Requirement:
Rewrite as a numbered list the lines from the one containing "[mark] garlic clove" through the last line, both included, leaving out any blank lines.

Source material:
%%
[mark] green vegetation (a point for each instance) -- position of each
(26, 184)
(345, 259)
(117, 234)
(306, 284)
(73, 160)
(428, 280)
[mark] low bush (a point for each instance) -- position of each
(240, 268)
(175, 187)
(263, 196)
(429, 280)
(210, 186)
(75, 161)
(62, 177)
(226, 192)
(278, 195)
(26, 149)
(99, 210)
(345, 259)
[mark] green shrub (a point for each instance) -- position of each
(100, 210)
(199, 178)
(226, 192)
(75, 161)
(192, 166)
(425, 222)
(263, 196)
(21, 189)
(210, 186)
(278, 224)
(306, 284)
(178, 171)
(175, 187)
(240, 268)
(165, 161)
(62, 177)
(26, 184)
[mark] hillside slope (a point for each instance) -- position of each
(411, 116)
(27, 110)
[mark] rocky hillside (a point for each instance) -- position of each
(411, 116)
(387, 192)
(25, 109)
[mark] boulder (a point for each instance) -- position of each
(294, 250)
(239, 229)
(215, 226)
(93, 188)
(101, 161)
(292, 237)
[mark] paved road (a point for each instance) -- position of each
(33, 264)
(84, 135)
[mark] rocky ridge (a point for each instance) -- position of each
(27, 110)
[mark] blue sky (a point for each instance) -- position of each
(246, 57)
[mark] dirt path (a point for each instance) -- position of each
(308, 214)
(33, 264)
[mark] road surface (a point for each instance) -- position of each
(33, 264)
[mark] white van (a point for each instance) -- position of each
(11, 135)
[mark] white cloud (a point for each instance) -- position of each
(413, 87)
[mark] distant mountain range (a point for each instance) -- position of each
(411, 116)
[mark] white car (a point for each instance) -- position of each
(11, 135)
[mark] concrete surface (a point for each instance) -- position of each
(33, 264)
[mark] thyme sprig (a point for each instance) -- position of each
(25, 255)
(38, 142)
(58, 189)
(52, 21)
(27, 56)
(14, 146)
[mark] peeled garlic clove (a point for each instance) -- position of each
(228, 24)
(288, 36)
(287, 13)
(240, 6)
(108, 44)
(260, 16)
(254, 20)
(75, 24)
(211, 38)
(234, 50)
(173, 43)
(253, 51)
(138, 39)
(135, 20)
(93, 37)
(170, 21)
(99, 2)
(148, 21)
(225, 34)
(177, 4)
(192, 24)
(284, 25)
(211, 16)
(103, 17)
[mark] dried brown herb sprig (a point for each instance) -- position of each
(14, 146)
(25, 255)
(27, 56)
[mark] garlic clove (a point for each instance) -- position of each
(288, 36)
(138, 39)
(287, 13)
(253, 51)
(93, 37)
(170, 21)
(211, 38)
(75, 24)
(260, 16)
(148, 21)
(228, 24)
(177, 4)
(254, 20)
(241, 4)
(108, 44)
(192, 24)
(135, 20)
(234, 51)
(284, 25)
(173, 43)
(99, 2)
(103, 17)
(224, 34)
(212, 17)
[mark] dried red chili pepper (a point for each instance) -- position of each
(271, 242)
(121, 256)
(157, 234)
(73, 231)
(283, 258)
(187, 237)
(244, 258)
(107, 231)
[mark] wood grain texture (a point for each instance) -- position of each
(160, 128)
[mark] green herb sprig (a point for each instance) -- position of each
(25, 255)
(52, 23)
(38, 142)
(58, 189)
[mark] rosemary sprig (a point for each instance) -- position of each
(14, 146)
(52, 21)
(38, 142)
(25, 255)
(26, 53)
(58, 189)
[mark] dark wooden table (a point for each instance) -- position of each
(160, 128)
%%
Exercise solution:
1. [mark] garlic clove (a point for each instance) -- position of each
2. (288, 36)
3. (138, 39)
4. (287, 13)
5. (253, 51)
6. (93, 37)
7. (170, 21)
8. (211, 38)
9. (75, 24)
10. (260, 16)
11. (148, 21)
12. (228, 24)
13. (177, 4)
14. (254, 20)
15. (241, 4)
16. (108, 44)
17. (192, 24)
18. (135, 20)
19. (234, 51)
20. (284, 25)
21. (173, 43)
22. (99, 2)
23. (103, 17)
24. (224, 34)
25. (212, 17)
26. [mark] dried red chili pepper (a point for each instance) -- position of each
27. (271, 242)
28. (121, 256)
29. (157, 234)
30. (73, 231)
31. (283, 258)
32. (187, 237)
33. (244, 258)
34. (107, 231)
35. [mark] wood grain texture (a point for each instance) -- position of each
36. (160, 128)
37. [mark] green herb sprig (a point for each instance) -- position of each
38. (25, 255)
39. (52, 23)
40. (38, 142)
41. (58, 189)
42. [mark] rosemary sprig (a point for each instance) -- position of each
43. (14, 146)
44. (52, 21)
45. (38, 142)
46. (25, 255)
47. (26, 53)
48. (58, 189)
49. [mark] dark wooden table (a point for each instance) -- position of each
50. (160, 128)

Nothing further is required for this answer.